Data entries
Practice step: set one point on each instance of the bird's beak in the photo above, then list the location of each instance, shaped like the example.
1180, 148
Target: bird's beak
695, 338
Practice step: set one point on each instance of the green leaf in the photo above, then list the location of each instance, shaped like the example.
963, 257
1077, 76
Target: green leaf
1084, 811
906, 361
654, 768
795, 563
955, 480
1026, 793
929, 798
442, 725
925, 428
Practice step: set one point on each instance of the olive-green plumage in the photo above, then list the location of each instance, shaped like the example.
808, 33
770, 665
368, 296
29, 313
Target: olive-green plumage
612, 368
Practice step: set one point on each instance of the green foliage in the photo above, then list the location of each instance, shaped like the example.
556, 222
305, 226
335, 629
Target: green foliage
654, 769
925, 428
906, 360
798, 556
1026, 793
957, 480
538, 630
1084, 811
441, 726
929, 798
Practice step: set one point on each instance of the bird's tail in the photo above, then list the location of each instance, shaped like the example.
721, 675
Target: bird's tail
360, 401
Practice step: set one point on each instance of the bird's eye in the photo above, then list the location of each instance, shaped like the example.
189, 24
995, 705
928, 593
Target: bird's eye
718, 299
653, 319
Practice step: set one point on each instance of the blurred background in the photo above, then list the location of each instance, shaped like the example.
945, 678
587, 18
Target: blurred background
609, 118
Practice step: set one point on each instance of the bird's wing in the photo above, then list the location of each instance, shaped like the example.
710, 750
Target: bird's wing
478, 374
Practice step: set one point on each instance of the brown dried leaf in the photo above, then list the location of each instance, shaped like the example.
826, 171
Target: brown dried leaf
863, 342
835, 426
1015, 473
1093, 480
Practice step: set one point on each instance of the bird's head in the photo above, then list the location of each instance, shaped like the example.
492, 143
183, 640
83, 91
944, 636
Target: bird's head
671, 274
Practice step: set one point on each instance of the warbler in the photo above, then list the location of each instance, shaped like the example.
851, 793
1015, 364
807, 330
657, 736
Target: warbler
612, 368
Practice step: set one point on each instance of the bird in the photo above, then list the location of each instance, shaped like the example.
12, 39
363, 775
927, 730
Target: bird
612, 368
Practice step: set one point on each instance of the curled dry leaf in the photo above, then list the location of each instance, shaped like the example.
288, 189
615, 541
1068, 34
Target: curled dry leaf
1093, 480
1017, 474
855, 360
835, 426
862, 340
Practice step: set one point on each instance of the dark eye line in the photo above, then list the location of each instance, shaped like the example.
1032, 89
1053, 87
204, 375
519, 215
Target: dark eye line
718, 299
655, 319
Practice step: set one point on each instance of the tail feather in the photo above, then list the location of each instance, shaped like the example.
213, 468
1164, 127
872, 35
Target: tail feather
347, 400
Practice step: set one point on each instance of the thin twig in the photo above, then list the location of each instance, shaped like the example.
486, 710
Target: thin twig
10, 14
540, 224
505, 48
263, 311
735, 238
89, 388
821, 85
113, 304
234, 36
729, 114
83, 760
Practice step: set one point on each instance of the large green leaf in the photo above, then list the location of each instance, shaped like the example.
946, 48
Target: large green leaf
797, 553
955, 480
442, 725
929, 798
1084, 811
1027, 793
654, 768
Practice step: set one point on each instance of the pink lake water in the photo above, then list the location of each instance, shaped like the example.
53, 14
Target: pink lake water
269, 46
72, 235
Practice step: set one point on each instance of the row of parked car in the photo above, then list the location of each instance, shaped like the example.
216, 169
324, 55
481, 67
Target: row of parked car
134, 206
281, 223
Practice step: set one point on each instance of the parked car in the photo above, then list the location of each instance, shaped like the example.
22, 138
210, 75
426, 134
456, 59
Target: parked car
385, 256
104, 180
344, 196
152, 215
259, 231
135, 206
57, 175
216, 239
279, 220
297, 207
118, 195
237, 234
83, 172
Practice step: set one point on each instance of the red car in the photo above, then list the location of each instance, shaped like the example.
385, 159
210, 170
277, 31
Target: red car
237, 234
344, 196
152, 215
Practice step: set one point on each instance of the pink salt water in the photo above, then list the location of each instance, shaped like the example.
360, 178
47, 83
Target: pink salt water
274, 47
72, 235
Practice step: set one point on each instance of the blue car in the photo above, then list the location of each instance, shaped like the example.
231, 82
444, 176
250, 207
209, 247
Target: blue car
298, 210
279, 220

→ **Written exercise**: Repeat the records exactly, including every line.

→ **Task result**:
Practice step: set one point on each instance of the bird's beak in the photo above, then list the location of each instance, shaped like the example.
1180, 148
Target: bird's beak
695, 338
Practice step: set one point on each instance of the green leaf in the photo above, then list the location of each instance, shaped like the example.
963, 257
1077, 76
Target: green leaf
1084, 811
906, 361
654, 768
795, 563
955, 480
1026, 793
929, 798
442, 725
925, 428
Practice step: set one point on each instance of the olive-green plumage in the photo above, then list the location of each instance, shaped like the example.
808, 33
770, 665
368, 296
29, 313
Target: olive-green plumage
612, 368
Practice step: set one point on each instance of the green foliage in the photo above, then list the location of each instance, shaped like the example.
556, 222
305, 226
335, 629
Target: green foliage
654, 769
925, 428
906, 360
798, 556
1026, 793
957, 480
538, 630
1084, 811
441, 726
929, 798
Practice step: set one point on each instance of the bird's tail in the photo above, then list the location of each instance, shaped like the example.
721, 675
Target: bird's tail
360, 401
Practice step: set one point on each instance of the bird's eye in the photo above, then list the location of each instance, shaped like the example.
189, 24
995, 705
928, 593
Target: bird's eye
718, 299
653, 319
Practice step: set one point on each instance of the blurred background in the photo above, then list the location of each instance, shaped like the example.
945, 678
587, 18
Target: blurred background
609, 118
Practice step: set one point on each instance of the bird's wing in the photo above, then list the location of each instance, shaped like the example.
710, 750
Target: bird's wing
478, 374
Practice step: set one point on each instance of the brown dried leaf in the photo above, then list the location of each instance, shaped like the example.
826, 171
Target: brown dried leaf
863, 342
835, 426
1015, 473
1093, 480
Practice step: set one point on each instance of the bird's head in the photo above, then list the location of each instance, shaped like the example.
492, 143
183, 640
83, 91
944, 636
Target: bird's head
671, 274
Practice step: set one point on each instance of the warbler in the photo above, then list the location of each instance, shaped like the example.
851, 793
1015, 364
807, 330
657, 736
Target: warbler
612, 368
Practice step: set one point on each instance of the bird in the photo above, then list the location of each instance, shaped like the example.
12, 39
363, 775
927, 730
Target: bird
612, 368
Practice step: set one point on each instance of the curled dry leaf in the photo above, then list the location of each instance, shaped like the example.
288, 189
615, 541
1068, 34
Target: curled dry leaf
1093, 480
1017, 474
855, 360
835, 426
862, 340
Practice step: set one point on each instance of the dark eye line in the photo above, then list the location of each instance, shaped like the example.
1032, 89
1053, 87
204, 375
519, 215
Target: dark eye line
718, 299
655, 319
Practice step: set one point on each instance of the tail feather in the photo above, then list the location of each instance, shaped like the example.
213, 468
1164, 127
872, 35
Target: tail feather
347, 400
Practice step: set one point on each instance of the thin twig in the photo above, then list the location of each instance, shaped like the example.
486, 710
Target: thin twig
10, 14
540, 224
505, 48
263, 311
735, 238
89, 388
821, 85
113, 304
234, 36
729, 114
83, 760
Practice step: set one point on each instance of the large green leaf in the photo above, then list the location of each instance, shaped like the example.
946, 48
Target: large green leaf
797, 553
955, 480
442, 725
929, 798
1084, 811
1027, 793
654, 768
Practice step: set one point on each instance of the pink lake water in the photo above, then list the location of each instance, shaped like the example.
53, 14
Target: pink lake water
269, 46
72, 235
Practice step: set one point on each instance of the row of parked car in the photo above, then list the location of each instance, shaped like the example.
216, 169
324, 55
481, 67
Target: row of parked car
134, 206
281, 223
Practice step: set one point on each instance of the parked car in the photo above, then list the location of each instance, shaped like the example.
22, 138
210, 75
426, 134
456, 59
Target: parked car
385, 256
104, 180
344, 196
152, 215
259, 231
135, 206
57, 175
216, 239
279, 220
297, 207
118, 195
237, 234
83, 172
Practice step: set one point on each instance of the red car in the photo above, then list the location of each instance, shaped like the example.
385, 159
210, 170
277, 31
Target: red car
237, 234
344, 196
152, 215
Practice step: set one point on each instance of the pink salt water in the photo above, then list the location of each instance, shaped like the example.
360, 178
47, 83
Target: pink salt water
274, 47
72, 235
Practice step: set one point on each instance of the blue car in the photo above, then list the location of each instance, shaped like the example.
231, 82
444, 176
250, 207
209, 247
Target: blue car
298, 210
279, 220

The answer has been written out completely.